**Supplied material:**
— BEGIN —

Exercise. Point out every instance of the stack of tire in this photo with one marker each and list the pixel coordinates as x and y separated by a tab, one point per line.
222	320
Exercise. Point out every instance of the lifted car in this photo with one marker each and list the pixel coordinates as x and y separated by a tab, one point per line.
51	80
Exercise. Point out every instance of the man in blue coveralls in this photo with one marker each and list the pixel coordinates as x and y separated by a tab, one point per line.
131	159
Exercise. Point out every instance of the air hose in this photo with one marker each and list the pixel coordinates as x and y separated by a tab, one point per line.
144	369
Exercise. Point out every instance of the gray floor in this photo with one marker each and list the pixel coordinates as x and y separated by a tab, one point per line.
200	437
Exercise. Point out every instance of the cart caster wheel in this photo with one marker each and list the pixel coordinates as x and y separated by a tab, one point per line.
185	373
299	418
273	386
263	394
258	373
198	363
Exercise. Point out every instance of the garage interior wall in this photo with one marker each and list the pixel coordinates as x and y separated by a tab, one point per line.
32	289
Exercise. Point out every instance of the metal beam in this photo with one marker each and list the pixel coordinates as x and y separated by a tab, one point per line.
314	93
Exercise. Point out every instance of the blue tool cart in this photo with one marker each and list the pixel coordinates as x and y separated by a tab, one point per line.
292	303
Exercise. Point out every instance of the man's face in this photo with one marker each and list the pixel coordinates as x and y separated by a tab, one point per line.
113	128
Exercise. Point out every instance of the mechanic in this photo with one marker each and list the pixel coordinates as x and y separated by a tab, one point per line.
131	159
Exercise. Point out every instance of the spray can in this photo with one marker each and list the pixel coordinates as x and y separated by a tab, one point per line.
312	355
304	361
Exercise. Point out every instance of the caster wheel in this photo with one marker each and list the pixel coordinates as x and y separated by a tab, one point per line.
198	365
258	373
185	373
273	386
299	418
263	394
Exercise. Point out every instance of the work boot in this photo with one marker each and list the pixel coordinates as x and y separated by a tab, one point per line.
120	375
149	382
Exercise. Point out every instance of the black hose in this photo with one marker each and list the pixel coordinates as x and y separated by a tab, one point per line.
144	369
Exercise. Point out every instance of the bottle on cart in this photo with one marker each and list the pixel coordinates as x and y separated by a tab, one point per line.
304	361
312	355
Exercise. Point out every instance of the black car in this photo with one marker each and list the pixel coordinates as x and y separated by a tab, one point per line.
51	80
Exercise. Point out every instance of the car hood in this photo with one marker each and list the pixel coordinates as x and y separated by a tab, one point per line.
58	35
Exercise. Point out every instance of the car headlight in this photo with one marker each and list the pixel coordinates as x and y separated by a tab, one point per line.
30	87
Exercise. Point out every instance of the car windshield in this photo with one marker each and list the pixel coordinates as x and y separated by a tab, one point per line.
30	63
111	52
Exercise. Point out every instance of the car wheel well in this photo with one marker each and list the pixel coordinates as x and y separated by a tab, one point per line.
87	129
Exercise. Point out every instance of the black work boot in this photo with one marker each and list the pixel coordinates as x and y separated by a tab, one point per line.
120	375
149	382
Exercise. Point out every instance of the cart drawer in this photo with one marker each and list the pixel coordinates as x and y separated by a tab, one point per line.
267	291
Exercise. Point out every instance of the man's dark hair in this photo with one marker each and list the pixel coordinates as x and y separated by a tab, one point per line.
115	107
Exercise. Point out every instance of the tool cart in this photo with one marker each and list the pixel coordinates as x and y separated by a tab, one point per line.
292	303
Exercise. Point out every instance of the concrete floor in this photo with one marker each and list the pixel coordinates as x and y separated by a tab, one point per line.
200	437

— END —

**Aim:**
Your task is to extract the lines running from the one with "Exercise. Point out every instance of the black work" to the end of the material, inclusive, copying each exactly and adding nothing.

**Result:**
Exercise. Point out every instance of the black work boot in this photo with one marker each and list the pixel coordinates as x and y separated by a tab, one point per line.
120	375
149	382
Exercise. Point out every instance of the cart drawer in this photo with one marker each and list the pixel coordinates as x and y separated by a tab, one point per line.
267	291
Exercise. Point out every instance of the man's dark hair in this photo with one marker each and list the pixel coordinates as x and y separated by a tab, one point per line.
115	107
Exercise. Point out every instance of the tool cart in this photo with one marker each and list the pixel coordinates as x and y separated by a tab, one point per line.
292	303
Exercise. Point out every instance of the concrete floor in this photo with one marker each and list the pixel coordinates as x and y separated by a tab, one point per line.
200	437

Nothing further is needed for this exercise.